Excerpted passage.
Jesus did ask God for deliverance when he prayed in the garden of Gethsemane (Matthew 26:39), and I have done that many times myself. And when God said no, Jesus trusted him. When God says no to me, I mount a defense and complain. The worst case scenario happened to Jesus, and he quietly trusted God and kept loving the people around him. He knew the same thing about his heavenly father that I do. God is good, and he’ll never leave. Death wasn’t the end of Jesus’ painful, remarkable, beautiful story…and death is not our worst case scenario, not knowing God is.

Time Traveler

I turn 45 today. Normally the birthdays that mark a decade are the big ones, but this year I am feeling reflective and thankful at 45. Sometimes it’s helpful to look back at where we have been in our lives as it can help inform us of where we are going next. Kind of like how we drive a route to a destination and learn things about the route each time we drive it. You learn about the traffic patterns, construction, and potential detours that can save you from wasted time or potential disaster. And likewise, the detours that can open up a whole new world that was just a street over that you had been missing out on all along.

If time travel were a thing, I might like to go back and give myself a few tips. Not necessarily to change the course, but to be a better informed traveler through life.

To my 15 year old self… do not buy the lie that you have to beautiful to be loved. God gave you outward beauty and health for a little while, but I promise you, it will fade. And the people who are most concerned with the outside will be the first people to go when times get hard. Spend more time on being beautiful on the inside. Be relentlessly kind and caring. Learn how to make other people feel good about themselves. Read more. It is ok to question all of the things that you were raised to believe. This is a necessary part of making the faith your parents taught you become your own. But don’t lie about it. Don’t try to live a double life- doing all of the church things you feel like you should be doing AND living the way you want to with your friends. Own your actions, and their consequences.

Data supplied.
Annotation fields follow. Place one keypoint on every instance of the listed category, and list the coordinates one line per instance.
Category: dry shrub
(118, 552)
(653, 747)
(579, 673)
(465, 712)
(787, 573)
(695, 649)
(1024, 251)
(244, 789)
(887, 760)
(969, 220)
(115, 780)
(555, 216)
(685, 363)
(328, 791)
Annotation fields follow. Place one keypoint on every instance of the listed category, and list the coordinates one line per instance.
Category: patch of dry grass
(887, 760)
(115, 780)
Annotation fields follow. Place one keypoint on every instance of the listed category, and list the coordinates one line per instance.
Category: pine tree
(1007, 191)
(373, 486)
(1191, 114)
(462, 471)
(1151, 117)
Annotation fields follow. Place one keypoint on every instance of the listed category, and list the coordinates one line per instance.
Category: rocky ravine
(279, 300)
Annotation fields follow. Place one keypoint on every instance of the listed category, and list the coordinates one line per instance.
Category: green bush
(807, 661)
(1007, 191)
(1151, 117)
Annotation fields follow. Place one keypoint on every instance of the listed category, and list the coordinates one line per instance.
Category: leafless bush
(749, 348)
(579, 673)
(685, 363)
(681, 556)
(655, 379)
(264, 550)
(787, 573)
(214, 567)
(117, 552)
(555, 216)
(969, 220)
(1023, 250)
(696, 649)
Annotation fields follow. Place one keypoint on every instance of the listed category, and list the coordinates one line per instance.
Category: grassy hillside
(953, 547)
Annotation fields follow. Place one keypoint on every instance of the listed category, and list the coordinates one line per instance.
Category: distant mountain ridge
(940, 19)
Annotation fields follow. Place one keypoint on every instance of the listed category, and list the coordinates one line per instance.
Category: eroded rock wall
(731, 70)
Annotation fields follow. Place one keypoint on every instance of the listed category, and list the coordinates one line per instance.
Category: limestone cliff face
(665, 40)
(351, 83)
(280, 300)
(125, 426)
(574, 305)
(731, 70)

What you need to do.
1. Reproduce the portion of the excerpt starting with "I turn 45 today." and going on through "on all along.".
2. Answer these questions using the excerpt:
(a) Which verse is cited for Jesus asking God for deliverance in the garden of Gethsemane?
(b) What age does the writer turn today?
(c) According to the excerpt, what is our worst case scenario, if not death?

Task results.
1.
I turn 45 today. Normally the birthdays that mark a decade are the big ones, but this year I am feeling reflective and thankful at 45. Sometimes it’s helpful to look back at where we have been in our lives as it can help inform us of where we are going next. Kind of like how we drive a route to a destination and learn things about the route each time we drive it. You learn about the traffic patterns, construction, and potential detours that can save you from wasted time or potential disaster. And likewise, the detours that can open up a whole new world that was just a street over that you had been missing out on all along.

2.
(a) Matthew 26:39
(b) 45
(c) Not knowing God